→ **What is expected**
I would like the records restated word for word, without the pictures.

>>

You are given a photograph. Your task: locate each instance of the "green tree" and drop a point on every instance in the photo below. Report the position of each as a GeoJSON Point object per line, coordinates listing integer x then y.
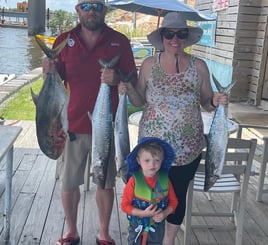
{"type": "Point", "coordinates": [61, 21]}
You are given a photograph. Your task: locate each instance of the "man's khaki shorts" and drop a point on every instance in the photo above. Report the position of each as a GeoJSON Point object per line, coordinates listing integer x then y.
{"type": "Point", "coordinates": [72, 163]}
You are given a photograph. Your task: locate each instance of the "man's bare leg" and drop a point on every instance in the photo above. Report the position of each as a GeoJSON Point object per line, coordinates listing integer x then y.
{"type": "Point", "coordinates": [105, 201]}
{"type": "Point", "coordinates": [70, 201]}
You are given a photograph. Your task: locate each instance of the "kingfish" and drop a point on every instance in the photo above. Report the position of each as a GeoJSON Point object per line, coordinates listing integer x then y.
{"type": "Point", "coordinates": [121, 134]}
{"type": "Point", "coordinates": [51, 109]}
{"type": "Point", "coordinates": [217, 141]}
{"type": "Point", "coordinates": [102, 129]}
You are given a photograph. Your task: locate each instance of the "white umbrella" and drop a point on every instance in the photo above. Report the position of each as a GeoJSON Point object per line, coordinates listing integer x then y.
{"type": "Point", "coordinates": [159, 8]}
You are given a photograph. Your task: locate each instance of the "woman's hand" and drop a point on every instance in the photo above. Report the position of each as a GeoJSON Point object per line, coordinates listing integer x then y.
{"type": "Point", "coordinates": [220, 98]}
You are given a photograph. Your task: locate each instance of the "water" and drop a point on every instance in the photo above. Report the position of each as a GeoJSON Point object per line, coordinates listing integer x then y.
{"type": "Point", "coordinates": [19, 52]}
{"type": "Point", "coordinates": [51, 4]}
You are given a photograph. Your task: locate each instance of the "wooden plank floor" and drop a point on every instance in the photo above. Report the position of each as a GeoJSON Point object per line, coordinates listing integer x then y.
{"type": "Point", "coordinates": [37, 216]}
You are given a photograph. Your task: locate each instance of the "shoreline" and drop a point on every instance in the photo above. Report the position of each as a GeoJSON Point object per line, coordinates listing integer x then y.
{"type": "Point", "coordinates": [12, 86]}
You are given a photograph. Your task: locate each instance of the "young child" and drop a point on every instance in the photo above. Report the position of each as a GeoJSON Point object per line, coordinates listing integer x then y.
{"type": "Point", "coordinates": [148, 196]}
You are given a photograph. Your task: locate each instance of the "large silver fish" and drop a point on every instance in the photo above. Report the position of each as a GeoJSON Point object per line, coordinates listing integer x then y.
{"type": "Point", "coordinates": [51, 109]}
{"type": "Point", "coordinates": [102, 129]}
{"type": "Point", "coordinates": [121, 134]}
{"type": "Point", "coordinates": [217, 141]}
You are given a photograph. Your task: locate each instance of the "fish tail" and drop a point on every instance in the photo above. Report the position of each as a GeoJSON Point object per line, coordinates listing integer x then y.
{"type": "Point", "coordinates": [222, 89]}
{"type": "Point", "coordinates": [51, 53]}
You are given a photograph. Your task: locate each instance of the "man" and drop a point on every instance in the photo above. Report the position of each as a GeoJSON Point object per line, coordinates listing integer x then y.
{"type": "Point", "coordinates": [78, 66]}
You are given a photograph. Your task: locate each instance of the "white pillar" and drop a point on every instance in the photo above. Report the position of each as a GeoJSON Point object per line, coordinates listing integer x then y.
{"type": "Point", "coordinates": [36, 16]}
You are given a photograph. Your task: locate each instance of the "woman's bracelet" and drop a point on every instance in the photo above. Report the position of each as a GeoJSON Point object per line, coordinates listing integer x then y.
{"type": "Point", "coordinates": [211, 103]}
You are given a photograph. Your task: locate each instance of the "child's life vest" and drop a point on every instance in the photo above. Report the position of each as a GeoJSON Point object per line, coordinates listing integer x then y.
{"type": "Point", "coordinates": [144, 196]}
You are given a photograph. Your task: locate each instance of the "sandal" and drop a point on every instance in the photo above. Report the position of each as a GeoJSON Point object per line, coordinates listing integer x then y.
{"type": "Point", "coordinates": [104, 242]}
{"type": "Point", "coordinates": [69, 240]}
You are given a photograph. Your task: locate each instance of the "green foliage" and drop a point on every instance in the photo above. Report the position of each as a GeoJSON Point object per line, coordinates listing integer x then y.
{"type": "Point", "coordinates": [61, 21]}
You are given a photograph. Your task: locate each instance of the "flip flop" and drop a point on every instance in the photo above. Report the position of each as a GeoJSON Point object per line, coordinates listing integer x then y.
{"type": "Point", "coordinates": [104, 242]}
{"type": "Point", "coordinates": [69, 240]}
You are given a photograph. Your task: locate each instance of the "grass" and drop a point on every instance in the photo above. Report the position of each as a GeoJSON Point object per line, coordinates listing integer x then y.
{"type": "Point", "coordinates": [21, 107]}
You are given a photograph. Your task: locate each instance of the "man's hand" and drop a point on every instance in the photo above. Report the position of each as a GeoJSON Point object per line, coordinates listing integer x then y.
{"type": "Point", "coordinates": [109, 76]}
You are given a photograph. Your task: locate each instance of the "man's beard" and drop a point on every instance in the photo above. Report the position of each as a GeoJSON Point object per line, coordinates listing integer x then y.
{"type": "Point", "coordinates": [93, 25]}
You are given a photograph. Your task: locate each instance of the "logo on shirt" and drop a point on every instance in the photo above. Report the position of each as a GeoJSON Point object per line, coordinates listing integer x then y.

<<

→ **Solution to this exercise**
You are given a photograph. Your task: locate each instance of the "green tree" and drop a point on every instance in the photo below. Report the position of each as a GeoJSON Point object per line, coordinates listing integer x then y.
{"type": "Point", "coordinates": [61, 21]}
You are given a photograph. Your task: locate each instance of the "man's khaki shorts" and drop a point on every instance in the photo above. Report the position of each as a GeoJSON Point object per line, coordinates listing integer x then y.
{"type": "Point", "coordinates": [72, 163]}
You are given a photograph. Your task: locate each instance of the "man's bare leg" and drop a point on every instance in the photo above. Report the position of each as a GeoJSON Point object per line, coordinates listing integer x then y.
{"type": "Point", "coordinates": [105, 201]}
{"type": "Point", "coordinates": [70, 201]}
You are given a photograph. Your task: locate each instance of the "kingfish" and drop a point on every instance in the photo above. Report the position of each as a GeoJSON Point object per line, coordinates listing integer x then y.
{"type": "Point", "coordinates": [121, 134]}
{"type": "Point", "coordinates": [51, 109]}
{"type": "Point", "coordinates": [217, 141]}
{"type": "Point", "coordinates": [102, 129]}
You are given a photograph. Your task: locate each instance of the "white umbrella" and drop a point on every instance in the photo above. Report the position of each as a GeoJSON Point object per line, coordinates listing integer x then y.
{"type": "Point", "coordinates": [159, 8]}
You are given a photograph. Your task: locate each instance of the "woman's hand" and drop a point on every instance in the photo above. Report the position of each as a GeoJSON Point object per line, coordinates listing integer x then y.
{"type": "Point", "coordinates": [220, 98]}
You are given a photograph. Your task: locate each instance of the "water" and drop a point on every instance in the photo above. Report the position of each as a GeoJSON Point object per line, coordinates listing integer x then y.
{"type": "Point", "coordinates": [19, 52]}
{"type": "Point", "coordinates": [51, 4]}
You are given a photograph. Your task: locate each instance of the "wooden plank floor" and drop a point on every instance in the photo above. Report the position of each as a GeoJSON Point object per line, coordinates listing integer x then y.
{"type": "Point", "coordinates": [37, 216]}
You are given a photograph. Your task: locate each instance of the "shoreline" and drop a point on every instance in the photo above. Report the position of each as a GeoJSON Point object per line, coordinates listing integer x then y.
{"type": "Point", "coordinates": [12, 86]}
You are given a photograph. Your task: locate each instance of the "young child" and drop a point on every instance in the photo above. Report the position of each as a GeoJSON Point object per line, coordinates listing integer x then y.
{"type": "Point", "coordinates": [148, 196]}
You are given a photograph. Your task: locate each instance of the "large silver fish" and drop a point on every instance in the photo above. Report the position of each as a GeoJSON Point object per line, coordinates listing integer x then y.
{"type": "Point", "coordinates": [51, 109]}
{"type": "Point", "coordinates": [102, 129]}
{"type": "Point", "coordinates": [121, 134]}
{"type": "Point", "coordinates": [217, 141]}
You are given a photograph. Your task: locate each instance of the "fish tail" and drop a point on every instance in the photo above. Report the position of each as a GeoJSON Point object per line, coordinates listing integer x then y.
{"type": "Point", "coordinates": [222, 89]}
{"type": "Point", "coordinates": [51, 53]}
You are given a photograph. Your task: locate each instance of the "man" and drop a point on every instance in the photo above. Report the position of each as a GeoJSON Point object per line, coordinates listing integer x then y.
{"type": "Point", "coordinates": [78, 66]}
You are given a photograph. Your task: locate each instance of the "white pillar" and drop a point on every instance in the photo above. Report the position of each as a GeoJSON Point object per line, coordinates listing integer x then y.
{"type": "Point", "coordinates": [36, 16]}
You are given a photograph. Your task: locate each instance of the "woman's bracelet" and drop a point on every instance in the photo above. Report the position of each as a GeoJSON Point object per line, coordinates listing integer x then y.
{"type": "Point", "coordinates": [211, 103]}
You are given a photograph. Your task: locate each instance of the "child's life vest" and drop a point on every instance in the photo above. Report the position of each as a GeoJSON Point object per line, coordinates listing integer x then y.
{"type": "Point", "coordinates": [144, 196]}
You are given a photograph. Your task: locate each instance of the "sandal" and drop a point on every instance in the photo above. Report the position of each as a GeoJSON Point object per line, coordinates listing integer x then y.
{"type": "Point", "coordinates": [104, 242]}
{"type": "Point", "coordinates": [69, 240]}
You are given a photograph. Your task: locate each instance of the "green foliage" and drop a point on every instance in the photo above. Report the position of each as a GeoJSON Point object per line, coordinates listing integer x then y.
{"type": "Point", "coordinates": [61, 21]}
You are given a photograph. Your task: locate each instance of the "flip flop" and drop a point on every instance in the photo above. Report the position of each as a GeoJSON Point object per line, coordinates listing integer x then y.
{"type": "Point", "coordinates": [104, 242]}
{"type": "Point", "coordinates": [69, 240]}
You are given a photograph. Your task: locate each instance of the "grass" and drop a point on every instance in the photo above. Report the position of each as a GeoJSON Point object per line, coordinates listing integer x then y.
{"type": "Point", "coordinates": [21, 107]}
You are given a photograph. Your task: locate each instance of the "man's hand" and drop a point on every instance in the photo above. Report the position of each as a GeoJSON Point object per line, coordinates listing integer x then y.
{"type": "Point", "coordinates": [109, 76]}
You are given a photograph. Your task: locate each instance of the "man's beard" and drop a point on every instance in the photo above. Report the position of each as a GeoJSON Point object per line, coordinates listing integer x then y.
{"type": "Point", "coordinates": [93, 25]}
You are given a photograph. Your task: locate each instance of the "logo on shirt" and drop a point on every instance in the photo above. Report the position of each as a GeoJSON Point object per line, coordinates listing integer x then y.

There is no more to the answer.